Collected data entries
--

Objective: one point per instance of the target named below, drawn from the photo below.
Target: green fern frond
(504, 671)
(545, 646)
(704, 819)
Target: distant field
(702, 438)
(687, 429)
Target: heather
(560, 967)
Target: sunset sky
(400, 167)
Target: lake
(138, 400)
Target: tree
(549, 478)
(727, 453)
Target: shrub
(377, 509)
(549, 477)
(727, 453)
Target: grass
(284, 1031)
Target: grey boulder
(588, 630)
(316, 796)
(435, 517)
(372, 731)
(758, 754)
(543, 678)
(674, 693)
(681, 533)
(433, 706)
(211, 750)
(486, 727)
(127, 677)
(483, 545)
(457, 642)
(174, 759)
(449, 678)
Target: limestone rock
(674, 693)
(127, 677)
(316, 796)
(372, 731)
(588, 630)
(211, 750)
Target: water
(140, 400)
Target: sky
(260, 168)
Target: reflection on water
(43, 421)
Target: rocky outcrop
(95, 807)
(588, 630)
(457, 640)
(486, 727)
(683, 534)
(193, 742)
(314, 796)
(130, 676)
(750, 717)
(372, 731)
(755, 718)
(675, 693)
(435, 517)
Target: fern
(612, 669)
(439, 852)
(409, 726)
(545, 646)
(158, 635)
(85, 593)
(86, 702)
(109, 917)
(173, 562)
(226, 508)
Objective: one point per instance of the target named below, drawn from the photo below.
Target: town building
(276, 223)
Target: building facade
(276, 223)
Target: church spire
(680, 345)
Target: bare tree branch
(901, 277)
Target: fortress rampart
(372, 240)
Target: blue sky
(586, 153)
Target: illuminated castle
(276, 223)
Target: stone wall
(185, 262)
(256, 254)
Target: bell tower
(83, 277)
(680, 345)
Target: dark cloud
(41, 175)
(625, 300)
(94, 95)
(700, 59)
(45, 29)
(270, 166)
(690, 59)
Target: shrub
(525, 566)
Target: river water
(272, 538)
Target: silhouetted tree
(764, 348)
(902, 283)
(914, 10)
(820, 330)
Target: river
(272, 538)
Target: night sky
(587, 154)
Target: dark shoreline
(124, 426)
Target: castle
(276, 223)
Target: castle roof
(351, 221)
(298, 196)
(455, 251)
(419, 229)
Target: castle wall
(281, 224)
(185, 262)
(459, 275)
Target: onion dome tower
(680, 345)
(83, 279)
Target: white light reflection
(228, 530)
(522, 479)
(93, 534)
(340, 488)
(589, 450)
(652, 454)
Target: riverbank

--

What is needed is an exact copy of all the entries.

Exercise response:
Objective: one point per instance of the target named below, drawn from the photo below.
Target: green fern frond
(504, 671)
(545, 646)
(704, 819)
Target: distant field
(702, 438)
(687, 429)
Target: heather
(560, 967)
Target: sunset sky
(400, 167)
Target: lake
(138, 400)
Target: tree
(549, 478)
(727, 453)
Target: shrub
(377, 509)
(549, 477)
(727, 453)
Target: grass
(284, 1031)
Target: grey boulder
(588, 630)
(316, 796)
(435, 517)
(372, 731)
(758, 754)
(543, 678)
(674, 693)
(681, 533)
(433, 706)
(211, 750)
(486, 727)
(127, 677)
(483, 545)
(457, 642)
(174, 759)
(449, 678)
Target: limestone rock
(674, 693)
(127, 677)
(316, 796)
(372, 731)
(588, 630)
(211, 750)
Target: water
(140, 400)
Target: sky
(260, 168)
Target: reflection on water
(43, 421)
Target: rocky outcrop
(95, 807)
(588, 630)
(457, 640)
(486, 727)
(683, 534)
(193, 742)
(314, 796)
(130, 676)
(750, 717)
(372, 731)
(755, 718)
(675, 693)
(435, 517)
Target: fern
(612, 669)
(439, 852)
(409, 726)
(545, 646)
(158, 635)
(85, 593)
(86, 702)
(109, 917)
(173, 562)
(226, 508)
Objective: one point per instance of the target named below, drawn from the photo below.
Target: town building
(276, 223)
Target: building facade
(276, 223)
Target: church spire
(680, 345)
Target: bare tree branch
(901, 277)
Target: fortress rampart
(372, 240)
Target: blue sky
(586, 153)
Target: illuminated castle
(276, 223)
Target: stone wall
(185, 262)
(256, 254)
Target: bell tower
(83, 277)
(680, 345)
Target: dark cloud
(41, 175)
(625, 300)
(94, 95)
(700, 59)
(45, 29)
(270, 166)
(690, 59)
Target: shrub
(525, 566)
Target: river water
(272, 538)
Target: silhouetted tree
(764, 348)
(902, 283)
(914, 10)
(820, 330)
Target: river
(272, 538)
Target: night sky
(587, 154)
Target: dark shoreline
(124, 426)
Target: castle
(276, 223)
Target: castle roof
(351, 221)
(298, 196)
(455, 251)
(419, 229)
Target: castle wall
(281, 224)
(185, 262)
(459, 275)
Target: onion dome tower
(680, 345)
(83, 279)
Target: white light reflection
(228, 530)
(522, 479)
(93, 534)
(340, 488)
(589, 450)
(652, 454)
Target: riverbank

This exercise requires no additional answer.